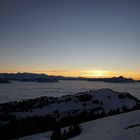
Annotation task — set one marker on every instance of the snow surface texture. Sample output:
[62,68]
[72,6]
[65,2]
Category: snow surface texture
[107,99]
[109,128]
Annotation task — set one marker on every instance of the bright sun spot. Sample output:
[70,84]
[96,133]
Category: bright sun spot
[97,73]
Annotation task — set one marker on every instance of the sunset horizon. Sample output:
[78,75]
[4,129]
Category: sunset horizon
[81,73]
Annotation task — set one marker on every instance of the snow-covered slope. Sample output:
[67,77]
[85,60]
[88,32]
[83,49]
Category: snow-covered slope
[94,100]
[119,127]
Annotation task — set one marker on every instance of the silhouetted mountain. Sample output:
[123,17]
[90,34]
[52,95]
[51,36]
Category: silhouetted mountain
[4,81]
[27,77]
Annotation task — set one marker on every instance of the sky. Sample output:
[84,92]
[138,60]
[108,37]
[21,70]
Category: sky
[88,38]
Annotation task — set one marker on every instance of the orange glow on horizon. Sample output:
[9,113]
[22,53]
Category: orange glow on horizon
[82,73]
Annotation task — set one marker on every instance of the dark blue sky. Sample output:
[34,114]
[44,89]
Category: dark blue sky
[69,35]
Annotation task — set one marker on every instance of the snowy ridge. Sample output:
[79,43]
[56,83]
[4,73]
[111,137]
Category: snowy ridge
[110,128]
[94,100]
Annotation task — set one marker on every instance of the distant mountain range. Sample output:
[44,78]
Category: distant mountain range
[41,78]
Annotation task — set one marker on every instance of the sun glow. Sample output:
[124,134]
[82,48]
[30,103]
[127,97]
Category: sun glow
[97,73]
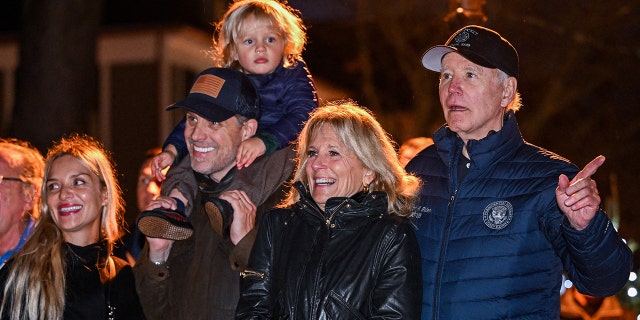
++++++++
▸ **問題の指示**:
上の資料で「surface」という文字列を含む行を数え、その行数だけを答えよ。大文字と小文字は区別する。

▸ **解答**:
2